• [Source]
Suppose, for example, that you decide to count the number of T-lymphocytes in 4 slices of tissue, one each from the thymus, Payer’s patches, a lymph node, and a healing wound on the skin. Let’s label each of these as T, P, L, and S, respectively. The numbers obtained per cubic centimeter of each tissue are T = 200, P = 150, L = 100, and S = 50. Note that there is a rather nice linear decrease in the numbers if T is placed on the left of an x-axis, and S to the right. A linear graph of these data would produce a nice straight line, with a statistical regression fit and slope. But look at the data! There is no reason to place T (or P, L, or S) to the right or left of any other point on the graph—the placement is totally arbitrary. A line graph for these data would be completely misleading since it would imply that there is a linear decrease from the thymus to a skin injury and that there was some sort of quantitative relationship among the tissues. There is certainly a decrease, and a bar graph could demonstrate that fact, by arranging the tissue type on the x-axis in such a way to demonstrate that relationship—but there is no inherent quantitative relationship between the tissue types that would force one and only one graphic display. Certainly, the thymus is not 4 times some value of skin (although the numbers are).

However, were you to plot the number of lymphocytes with increasing distance from the point of a wound in the skin, an entirely different presentation would be called for. Distance is a continuous variable. We may choose to collect the data in 1-mm intervals, or 1 cm. The range is continuous from 0 to the limit of our measurements. That is, we may wish to measure the value at 1 mm, 1.2 mm, 1.23 mm, or 1.23445 mm. The important point is that the 2-mm position is 2x the point at 1 mm. There is a linear relationship between the values to be placed on the x-axis. Therefore, a linear graph would be appropriate, with the dots connected by a single line. If we choose to ignore the 1.2 and 1.23 and round these down to a value of 1, then a bar graph would be more appropriate. This latter technique (dividing the data in appropriate intervals and plotting as a bar graph) is known as a histogram.

Having decided that the data have been collected as a continuous series, and that they will be plotted on a linear graph, there are still decisions to be made. Should the data be placed on the graph as individual points with no lines connecting them (a scattergram)? Should a line be drawn between the points (known as a dot-to-dot)? Should the points be plotted, but curve smoothing be applied? If the latter, what type of smoothing?

There are many algorithms for curve fitting, and the 2 most commonly used are linear regression and polynomial regression. It is important to decide before graphing the data, which of these is appropriate.

Linear regression is used when there is good reason to suspect a linear relationship within the data (for example, in a spectrophotometric standard following the Beer-Lambert law). In general, the y-value can be calculated from the equation for a straight line, y = mx + b, where m is the slope and b is the y-intercept.

Data listing:

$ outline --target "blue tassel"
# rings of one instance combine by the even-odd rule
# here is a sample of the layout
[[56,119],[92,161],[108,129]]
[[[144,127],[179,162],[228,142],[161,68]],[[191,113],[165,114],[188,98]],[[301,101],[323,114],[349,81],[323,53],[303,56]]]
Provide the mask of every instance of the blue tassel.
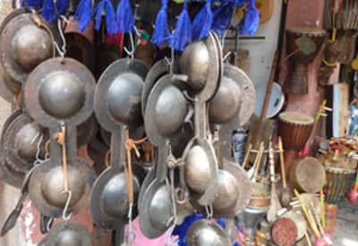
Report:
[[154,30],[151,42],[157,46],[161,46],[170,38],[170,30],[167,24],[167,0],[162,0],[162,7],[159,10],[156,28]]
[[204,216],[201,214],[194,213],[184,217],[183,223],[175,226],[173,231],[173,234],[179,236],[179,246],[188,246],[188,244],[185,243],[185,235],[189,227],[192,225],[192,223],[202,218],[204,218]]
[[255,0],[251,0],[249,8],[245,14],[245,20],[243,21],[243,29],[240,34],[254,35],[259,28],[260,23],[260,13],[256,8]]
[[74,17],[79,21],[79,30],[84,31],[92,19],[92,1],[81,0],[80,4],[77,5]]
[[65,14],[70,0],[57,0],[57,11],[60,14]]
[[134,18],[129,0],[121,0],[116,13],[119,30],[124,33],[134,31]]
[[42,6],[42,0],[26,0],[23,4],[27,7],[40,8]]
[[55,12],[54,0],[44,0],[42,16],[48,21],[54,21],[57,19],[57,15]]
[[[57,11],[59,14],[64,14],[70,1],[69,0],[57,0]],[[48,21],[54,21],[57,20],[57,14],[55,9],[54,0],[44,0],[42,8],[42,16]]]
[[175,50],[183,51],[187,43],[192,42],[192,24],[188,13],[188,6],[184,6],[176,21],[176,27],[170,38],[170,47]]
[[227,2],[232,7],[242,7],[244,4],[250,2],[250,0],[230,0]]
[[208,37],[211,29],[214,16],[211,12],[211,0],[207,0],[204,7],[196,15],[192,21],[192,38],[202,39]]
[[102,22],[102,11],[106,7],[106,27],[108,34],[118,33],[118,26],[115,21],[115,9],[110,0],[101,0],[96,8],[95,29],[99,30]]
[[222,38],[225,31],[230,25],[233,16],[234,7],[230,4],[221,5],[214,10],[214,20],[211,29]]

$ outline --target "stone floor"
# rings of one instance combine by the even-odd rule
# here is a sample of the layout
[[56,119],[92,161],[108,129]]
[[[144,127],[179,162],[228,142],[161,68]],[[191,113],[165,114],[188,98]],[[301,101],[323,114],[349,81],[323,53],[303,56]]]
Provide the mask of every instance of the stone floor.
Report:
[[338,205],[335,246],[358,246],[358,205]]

---

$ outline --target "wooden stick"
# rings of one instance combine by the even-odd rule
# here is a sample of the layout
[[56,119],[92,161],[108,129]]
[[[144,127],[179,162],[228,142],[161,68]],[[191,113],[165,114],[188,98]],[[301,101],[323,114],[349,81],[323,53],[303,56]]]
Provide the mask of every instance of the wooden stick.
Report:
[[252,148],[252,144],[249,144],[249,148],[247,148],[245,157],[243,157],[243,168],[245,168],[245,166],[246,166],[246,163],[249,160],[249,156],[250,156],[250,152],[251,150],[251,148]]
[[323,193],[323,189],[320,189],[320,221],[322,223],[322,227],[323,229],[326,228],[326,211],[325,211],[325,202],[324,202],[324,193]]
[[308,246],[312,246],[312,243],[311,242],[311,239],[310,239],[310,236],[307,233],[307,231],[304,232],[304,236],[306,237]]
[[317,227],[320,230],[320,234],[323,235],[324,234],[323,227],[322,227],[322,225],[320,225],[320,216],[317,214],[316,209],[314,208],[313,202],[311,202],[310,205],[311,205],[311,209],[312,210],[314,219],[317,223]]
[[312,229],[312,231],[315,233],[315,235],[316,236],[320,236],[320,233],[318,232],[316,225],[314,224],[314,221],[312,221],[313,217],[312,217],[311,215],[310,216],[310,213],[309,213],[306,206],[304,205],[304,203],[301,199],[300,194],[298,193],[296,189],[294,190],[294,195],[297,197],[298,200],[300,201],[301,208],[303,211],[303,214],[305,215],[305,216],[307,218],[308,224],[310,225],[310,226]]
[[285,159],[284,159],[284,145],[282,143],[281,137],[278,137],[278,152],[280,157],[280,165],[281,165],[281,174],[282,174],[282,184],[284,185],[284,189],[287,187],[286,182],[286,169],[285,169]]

• [Objective 1]
In the text on graphing data, what name is given to the technique of dividing data into appropriate intervals and plotting them as a bar graph?
• [Objective 2]
Set down the part of the text on graphing data starting at "However, were you" and ending at "as a histogram.".
The records were drawn from a separate source.

• [Full solution 1]
A histogram.

• [Full solution 2]
However, were you to plot the number of lymphocytes with increasing distance from the point of a wound in the skin, an entirely different presentation would be called for. Distance is a continuous variable. We may choose to collect the data in 1-mm intervals, or 1 cm. The range is continuous from 0 to the limit of our measurements. That is, we may wish to measure the value at 1 mm, 1.2 mm, 1.23 mm, or 1.23445 mm. The important point is that the 2-mm position is 2x the point at 1 mm. There is a linear relationship between the values to be placed on the x-axis. Therefore, a linear graph would be appropriate, with the dots connected by a single line. If we choose to ignore the 1.2 and 1.23 and round these down to a value of 1, then a bar graph would be more appropriate. This latter technique (dividing the data in appropriate intervals and plotting as a bar graph) is known as a histogram.